◆ QUOTED PASSAGE:

▽

Fern Dimorphism

 

Ferns pass genes to their children in tiny invisible spores, rather than seeds. The spores grow in cases called sporangia. Groups of sporangia, called sori or fruitdots, may be clustered on the underside of a fertile frond.

 

Fertile fronds are usually taller, to reach into the breeze and scatter the spores when they are released. That's their main job.

Sterile fronds make the food, and sometimes grow facing up to the sky.

 

Dimorphism means having two forms; that the sterile and fertile fronds look different. All ferns are dimorphic to at least a small degree, but in some species the sterile and fertile fronds look remarkably unalike.

Fertile fronds can be very useful in identifying the species, but sometimes the plant doesn't produce any.

 

So when you're out looking at ferns this summer, see if you can find their spores (or at least their sori.)

 

 

MONOMORPHIC

 

Fertile fronds are all about genetic propagation. But actually, most individual fern plants did not reporduce genetically. There are various vegetative ways that ferns propagate, often just by the horizontal growth of underground rhizomes. A few have bits that break off and start new plants, clones of the parent. Bracken [Pteridium aquilinum] is so good at vegetative reproduction that it seldom produces a fertile frond at all.

fertile Bracken

 

Lady ferns [Athyrium filix-femina] are common lacy plants that reproduce easily by spores. The curved sori form a characteristic herringbone pattern.

 

Marginal Wood fern (Dryopteris marginalis) is common on steep slopes and rocky ground. The round sori are located very close to the edge of the leaflets, hence the name.

 

fertile Lady fern
fertile Marginal Wood fern (credit: Lucy Mallary Bugbee)

 

DIMORPHIC

 

Thelypteris ferns - New York, Massachusetts, and Marsh [Thelypteris palustris] - have narrowed pinnae on their fertile fronds.

 

Christmas ferns [Polystichum acrostichoides] have narrowed pinnae at the ends of the fertile fronds, with sori blanketing the underside.

△

◆ PROBLEMS AND TASKS:
1 – Answer these from the text on fern dimorphism:
(a) What are groups of sporangia called?
(b) Which fern seldom produces a fertile frond at all?
(c) Where on the leaflets are the sori of Marginal Wood fern located?
2 – Resume the fern dimorphism text after its last sentence, continuing in the same style.
The material after this point comes from a separate source.

◆ RECORDED DATA:
▽

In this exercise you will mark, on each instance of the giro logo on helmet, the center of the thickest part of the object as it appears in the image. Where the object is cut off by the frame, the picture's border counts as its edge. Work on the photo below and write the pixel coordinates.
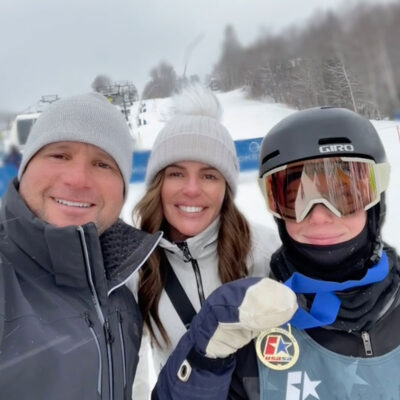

△

◆ RESPONSES:
1 –
(a) Sori, or fruitdots.
(b) Bracken (Pteridium aquilinum).
(c) Very close to the edge of the leaflets.

2 –
Cinnamon fern [Osmunda cinnamomea] is named for the cinnamon-colored sporangia on its fertile fronds, which have no green leaves at all. They form a beautiful display around Memorial Day each year.

fertile Christmas

https://gobotany.newenglandwild.org/genus/thelypteris/

fertile & sterile Marsh (credit: Cheryl Lowe)
sterile & fertile Cinnamon

Sensitive and Ostrich ferns have their own strategy. They do not even produce fertile fronds until mid-summer, and their spores are produced late in the season. They do not scatter the spores in the fall though, but hold them until the following spring, and release them when the snow melts. They get a head start on the following season. Since they release spores after winter, when competing undergrowth has been flattened by snow, they do not need to reach above it. The fertile fronds are shorter than the sterile fronds that will grow later in the spring. Sensitive fern [Onoclea sensibilis] is probably the easiest species to identify in the winter, with stiff fertile fronds sticking up through the snow.

sterile Sensitive fern frond

fertile Sensitive in snow
Sensitive fern, old and new fertile fronds (credit: Lucy Mallary Bugbee)

 

A few uncommon ferns - Grape ferns, Moonworts, and Adder's Tongue [Ophioglossum pusillum] - do not have separate sterile and fertile fronds. They grow a spore-bearing structure from the same stem as the sterile part of the frond.